***** Supplied entries
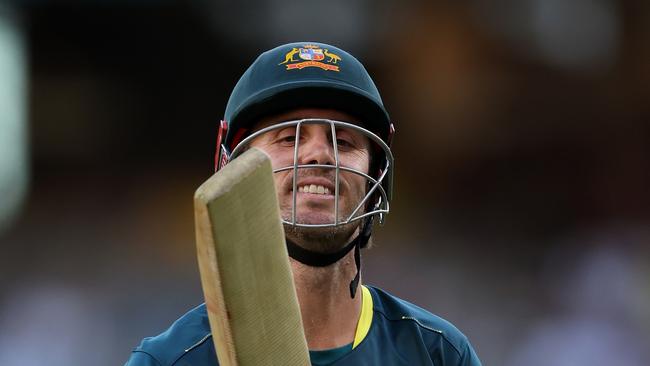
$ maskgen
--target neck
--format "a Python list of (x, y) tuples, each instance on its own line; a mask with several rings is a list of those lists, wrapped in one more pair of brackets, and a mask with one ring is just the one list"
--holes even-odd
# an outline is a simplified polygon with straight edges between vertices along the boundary
[(361, 312), (361, 291), (350, 297), (356, 275), (354, 250), (327, 267), (310, 267), (291, 259), (307, 345), (311, 350), (351, 343)]

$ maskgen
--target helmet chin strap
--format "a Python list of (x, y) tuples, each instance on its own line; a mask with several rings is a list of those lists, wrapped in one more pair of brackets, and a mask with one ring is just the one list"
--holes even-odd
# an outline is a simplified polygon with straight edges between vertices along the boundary
[(289, 238), (286, 238), (289, 256), (307, 266), (325, 267), (338, 262), (341, 258), (345, 257), (345, 255), (348, 254), (352, 248), (354, 248), (354, 263), (357, 266), (357, 274), (354, 276), (354, 279), (352, 279), (352, 282), (350, 282), (350, 297), (354, 299), (354, 296), (357, 293), (357, 287), (359, 287), (359, 279), (361, 274), (360, 249), (364, 248), (368, 244), (368, 240), (370, 240), (370, 235), (372, 233), (372, 222), (373, 216), (365, 219), (363, 221), (363, 226), (359, 235), (357, 235), (357, 237), (354, 238), (354, 240), (352, 240), (346, 246), (333, 253), (320, 253), (305, 249), (289, 240)]

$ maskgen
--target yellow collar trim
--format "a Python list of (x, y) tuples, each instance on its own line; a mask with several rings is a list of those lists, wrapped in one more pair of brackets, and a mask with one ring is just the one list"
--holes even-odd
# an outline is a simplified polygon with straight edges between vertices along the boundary
[(354, 334), (352, 349), (366, 338), (370, 330), (370, 325), (372, 324), (372, 295), (370, 294), (370, 290), (363, 285), (361, 286), (361, 294), (361, 315), (357, 323), (357, 331)]

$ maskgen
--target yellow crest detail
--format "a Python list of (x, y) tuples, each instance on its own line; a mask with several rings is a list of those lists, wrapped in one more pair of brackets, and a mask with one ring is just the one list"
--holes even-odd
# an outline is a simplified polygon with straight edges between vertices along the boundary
**********
## Aim
Reproduce the rows from their start through the line containing "350), (351, 343)]", both ends included and requests kept, and shift every coordinate in the answers by -37. Omit the pictures.

## Complete answer
$ maskgen
--target neck
--format "a Python list of (x, y) tuples, each instance on its own line; a mask with several rings is a list of those lists, wrapped in one more pair of brackets, and a mask with one ring is just the one list"
--holes even-odd
# an outline is a simplified polygon with straight edges between vertices along the boundary
[(324, 275), (324, 254), (313, 260), (319, 238), (317, 213), (290, 230), (273, 230), (254, 222), (270, 308), (274, 313), (314, 306)]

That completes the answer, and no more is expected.